_Task item_.
Please print every record that follows, keeping each one exactly as it is.

Start of Material for the task

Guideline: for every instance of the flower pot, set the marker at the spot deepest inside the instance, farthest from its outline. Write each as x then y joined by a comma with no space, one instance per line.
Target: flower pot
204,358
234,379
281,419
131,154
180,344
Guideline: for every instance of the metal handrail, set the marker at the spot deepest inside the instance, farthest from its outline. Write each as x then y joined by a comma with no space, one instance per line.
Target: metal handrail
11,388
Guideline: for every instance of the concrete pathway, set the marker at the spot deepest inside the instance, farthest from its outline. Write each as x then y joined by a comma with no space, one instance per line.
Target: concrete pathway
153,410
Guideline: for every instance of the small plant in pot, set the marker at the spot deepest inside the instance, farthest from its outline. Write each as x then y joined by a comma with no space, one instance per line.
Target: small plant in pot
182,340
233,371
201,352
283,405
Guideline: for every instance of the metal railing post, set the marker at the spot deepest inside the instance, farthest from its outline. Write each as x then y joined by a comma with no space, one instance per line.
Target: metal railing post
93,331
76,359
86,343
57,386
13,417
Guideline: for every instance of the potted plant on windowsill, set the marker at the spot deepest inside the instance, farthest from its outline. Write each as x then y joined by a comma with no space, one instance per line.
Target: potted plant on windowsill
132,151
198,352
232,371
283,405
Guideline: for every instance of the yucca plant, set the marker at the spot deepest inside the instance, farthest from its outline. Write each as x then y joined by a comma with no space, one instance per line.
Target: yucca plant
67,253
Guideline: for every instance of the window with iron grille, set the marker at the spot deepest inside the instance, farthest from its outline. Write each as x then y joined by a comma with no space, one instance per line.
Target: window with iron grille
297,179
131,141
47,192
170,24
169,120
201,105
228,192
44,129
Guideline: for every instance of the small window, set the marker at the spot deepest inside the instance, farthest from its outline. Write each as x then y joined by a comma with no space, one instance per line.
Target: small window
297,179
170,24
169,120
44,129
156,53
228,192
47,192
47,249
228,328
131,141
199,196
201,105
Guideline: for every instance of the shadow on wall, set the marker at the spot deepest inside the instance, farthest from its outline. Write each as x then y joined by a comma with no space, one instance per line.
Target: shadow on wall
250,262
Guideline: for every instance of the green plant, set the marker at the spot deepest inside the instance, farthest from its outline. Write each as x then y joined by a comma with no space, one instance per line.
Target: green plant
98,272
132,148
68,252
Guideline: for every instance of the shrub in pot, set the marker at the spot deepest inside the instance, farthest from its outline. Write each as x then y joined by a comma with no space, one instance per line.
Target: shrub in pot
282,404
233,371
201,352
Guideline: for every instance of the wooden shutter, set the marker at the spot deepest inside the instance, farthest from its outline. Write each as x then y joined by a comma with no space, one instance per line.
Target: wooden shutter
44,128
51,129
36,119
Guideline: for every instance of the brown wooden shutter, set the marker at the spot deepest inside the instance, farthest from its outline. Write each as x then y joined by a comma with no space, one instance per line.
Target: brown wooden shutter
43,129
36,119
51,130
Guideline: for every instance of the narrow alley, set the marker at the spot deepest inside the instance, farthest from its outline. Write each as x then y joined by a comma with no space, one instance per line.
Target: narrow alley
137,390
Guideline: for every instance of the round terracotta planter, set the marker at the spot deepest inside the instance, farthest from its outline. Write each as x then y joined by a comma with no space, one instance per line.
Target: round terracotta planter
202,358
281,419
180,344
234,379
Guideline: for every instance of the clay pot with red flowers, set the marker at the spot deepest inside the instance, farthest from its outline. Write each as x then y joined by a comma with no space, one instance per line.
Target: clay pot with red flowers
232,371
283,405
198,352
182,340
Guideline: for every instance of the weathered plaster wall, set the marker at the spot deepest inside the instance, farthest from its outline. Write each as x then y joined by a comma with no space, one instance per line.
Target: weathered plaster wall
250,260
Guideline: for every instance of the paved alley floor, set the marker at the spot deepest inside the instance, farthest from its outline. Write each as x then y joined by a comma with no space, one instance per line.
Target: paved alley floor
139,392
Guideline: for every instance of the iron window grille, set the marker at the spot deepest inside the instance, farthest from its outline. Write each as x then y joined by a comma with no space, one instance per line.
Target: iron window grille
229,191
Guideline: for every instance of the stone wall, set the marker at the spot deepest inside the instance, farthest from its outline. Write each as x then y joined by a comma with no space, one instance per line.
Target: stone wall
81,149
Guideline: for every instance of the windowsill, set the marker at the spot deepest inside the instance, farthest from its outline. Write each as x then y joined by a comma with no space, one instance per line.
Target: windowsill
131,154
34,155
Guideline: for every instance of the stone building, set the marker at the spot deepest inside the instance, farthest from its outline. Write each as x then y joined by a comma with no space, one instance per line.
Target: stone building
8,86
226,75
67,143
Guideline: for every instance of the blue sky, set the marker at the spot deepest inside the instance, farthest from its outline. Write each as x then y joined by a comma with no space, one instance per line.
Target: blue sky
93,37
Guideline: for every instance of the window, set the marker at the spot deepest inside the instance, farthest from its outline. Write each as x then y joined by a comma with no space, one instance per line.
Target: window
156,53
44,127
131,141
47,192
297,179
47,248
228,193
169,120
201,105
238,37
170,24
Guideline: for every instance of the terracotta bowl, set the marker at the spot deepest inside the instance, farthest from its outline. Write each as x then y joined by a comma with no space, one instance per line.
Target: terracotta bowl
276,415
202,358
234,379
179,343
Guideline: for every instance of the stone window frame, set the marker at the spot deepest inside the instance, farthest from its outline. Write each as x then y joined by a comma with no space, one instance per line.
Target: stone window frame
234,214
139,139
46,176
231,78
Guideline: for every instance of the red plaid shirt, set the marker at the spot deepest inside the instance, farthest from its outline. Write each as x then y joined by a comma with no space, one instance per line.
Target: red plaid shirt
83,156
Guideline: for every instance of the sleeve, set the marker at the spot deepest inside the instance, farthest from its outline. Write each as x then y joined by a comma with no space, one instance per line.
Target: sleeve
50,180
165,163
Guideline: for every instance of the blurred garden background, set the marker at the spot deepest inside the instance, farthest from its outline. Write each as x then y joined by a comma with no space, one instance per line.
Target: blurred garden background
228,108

End of Material for the task

_Solved problem_.
Guideline: for every instance of the flower pot, set the marker at the spot deepest inside the instance, farthest from its outline. Write each as x then y joined by a comma with no space, one instance per line.
Target: flower pot
204,358
234,379
281,419
131,154
180,344
Guideline: for every instance of the metal handrail, set the marker at the spot deepest inside the instance, farthest from its outline. Write each as x then y joined by a comma with no space, one instance per line.
Target: metal handrail
11,388
Guideline: for every instance of the concrete pathway, set the marker at the spot deepest inside the instance, farthest from its outline. Write each as x then y joined by a comma with no space, one instance per line.
Target: concrete pathway
153,410
Guideline: for every instance of the small plant in pot, set the marker at the spot deepest inside the instance, farthest from its outline. Write each as x then y joined by a comma with no space, one instance per line.
Target: small plant in pot
182,340
233,371
201,352
283,405
Guideline: for every instance of the metal railing post, set the marker at the spot deepest inside the instance, farthest from its outline. Write each as x then y joined by a comma with no space, one instance per line.
Target: metal railing post
93,331
76,359
86,343
57,386
13,417
Guideline: for every instance of the potted plant on windowsill, set the marker at the spot deepest inside the instance, farthest from its outline. Write each as x then y joined by a comma with no space, one instance per line.
Target: potted plant on windowsill
132,151
198,352
232,371
283,405
Guideline: for every instance of the yucca plant, set the marker at the spot deepest inside the instance, farthest from its outline. Write each as x then y joined by a comma with no space, one instance per line.
Target: yucca plant
67,253
Guideline: for every instance of the window with iron grille, set the marker at the spot deepest inside the instance, farthest from its outline. Write each as x then y joined by a comma with no space, one instance per line.
Target: window with iron grille
297,179
131,141
47,192
170,24
169,120
201,105
228,192
44,129
Guideline: for every instance of the small window, set the marker at the spot deepest inside the instance, farthest from its outline. Write each as x then y joined by a comma with no space, one instance per line.
Target: small window
297,179
170,24
169,120
44,129
156,53
228,192
47,192
47,249
228,328
131,141
199,196
201,105
Guideline: for every instance of the shadow on wall, set the marker at the spot deepest inside the instance, farthest from its outline. Write each as x then y joined by a comma with no space, one instance per line.
Target: shadow on wall
250,262
Guideline: for every instance of the green plant, set the marker at the spot deepest inside the instance, farthest from its outline. Write each as x then y joined by a comma with no space, one instance per line.
Target: green plant
98,272
132,148
68,252
Guideline: for every instance of the shrub in pot, set the marker at the spot deepest inside the instance, farthest from its outline. Write each as x then y joined by a comma with no space, one instance per line.
Target: shrub in pot
282,404
233,371
201,352
Guideline: for every instance of the wooden shutter, set the marker at the spot deepest inside the instance, farthest from its outline. Write each as x then y joined by a comma with no space, one instance per line.
Target: wooden shutter
44,128
51,129
36,119
Guideline: for every instance of the brown wooden shutter, set the marker at the spot deepest inside the instance, farthest from its outline. Write each as x then y joined by a comma with no space, one instance per line.
Target: brown wooden shutter
43,129
36,119
51,130
Guideline: for every instance of the narrow alley, set the marker at the spot deepest inside the instance, farthest from its outline. Write each as x then y joined by a comma with no space, one instance per line.
Target: narrow alley
137,390
Guideline: for every instance of the round terracotta planter, set the marker at the spot deepest inside the instance, farthest from its outline. Write each as x then y joined by a comma with no space, one instance per line.
Target: round terracotta planter
202,358
281,419
180,344
234,379
Guideline: for every instance of the clay pot with red flowers, set the marker at the spot deepest inside the instance, farthest from its outline. Write each as x then y joined by a comma with no space, one instance per line.
Target: clay pot with red flowers
232,371
283,405
198,352
182,340
Guideline: for every instance of the weathered plaster wall, set the marker at the spot deepest inside the instance, farthest from its outline. Write each as x then y joined by a comma with no space, one instance per line.
Target: weathered plaster wall
250,260
Guideline: for every instance of the paved alley floor, set the marker at the spot deepest inside the instance, farthest from its outline. Write each as x then y joined by a comma with no space, one instance per line.
Target: paved alley floor
139,392
Guideline: for every instance of the iron window grille, set the marker at the spot deepest inside the instance, farthest from its outline. Write each as x then y joined by a comma with no space, one instance per line.
Target: iron window grille
229,191
Guideline: for every instance of the stone wall, set the marker at the spot deepest inside the instance, farthest from its outline. Write each as x then y joined by a comma with no space, one instance per line.
Target: stone wall
81,149
Guideline: for every instance of the windowsill, set the marker at the spot deepest inside the instance, farthest from its outline. Write each as x then y joined by a comma with no space, one instance per line.
Target: windowsill
131,154
34,155
Guideline: for every instance of the stone building, set the marker at the spot deepest inside the instance, farthest from its outline. Write each as x then y joined by a comma with no space, one instance per line.
Target: stone building
8,86
226,75
67,143
Guideline: for every instance of the blue sky, set the marker at the spot deepest inside the instance, farthest from its outline. Write each as x then y joined by a comma with no space, one instance per line.
Target: blue sky
93,37
Guideline: for every instance of the window, set the marker at the spot deepest inside the instance, farthest from its outline. Write each as x then y joined by a comma with no space, one instance per line.
Target: window
156,53
44,127
131,141
47,192
297,179
47,248
228,193
169,120
201,105
238,37
170,24
Guideline: for every instance of the terracotta bowl, set the marker at the spot deepest inside the instance, farthest from its outline. Write each as x then y joined by a comma with no space, one instance per line.
Target: terracotta bowl
276,415
202,358
234,379
179,343
Guideline: for every instance of the stone window frame, set the marker at the spot deepest inside the instance, farthest from its outline. Write each as x then y joined by a comma with no space, one instance per line.
Target: stone window frame
234,214
139,139
46,176
231,78
Guideline: for every instance of the red plaid shirt, set the marker at the spot deepest inside the instance, farthest from its outline. Write each as x then y joined by a comma with no space, one instance per line.
Target: red plaid shirt
83,156
Guideline: for every instance of the sleeve, set the marker at the spot deepest inside the instance, farthest from its outline. Write each as x then y joined by a comma with no space, one instance per line.
Target: sleeve
50,180
165,163
Guideline: for every instance of the blurred garden background, set the marker at the spot deepest inside the instance, farthest from its outline. Write each as x then y joined by a comma with no space, one instance per line.
Target: blurred garden background
228,108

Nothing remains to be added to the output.